### EXERCISE PROMPT
Pull every line containing the word "instance" from the records.

Image point grounding data:
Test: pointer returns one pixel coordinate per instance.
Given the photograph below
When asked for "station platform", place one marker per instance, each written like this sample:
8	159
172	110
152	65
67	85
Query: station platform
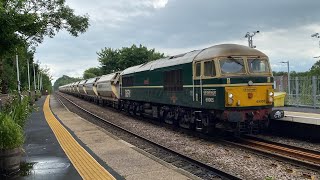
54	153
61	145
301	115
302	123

### TASK RESULT
Test: pointer returns one pixel coordinate per instance.
When asked for "station platform", place one marker per instance, each written like this sample:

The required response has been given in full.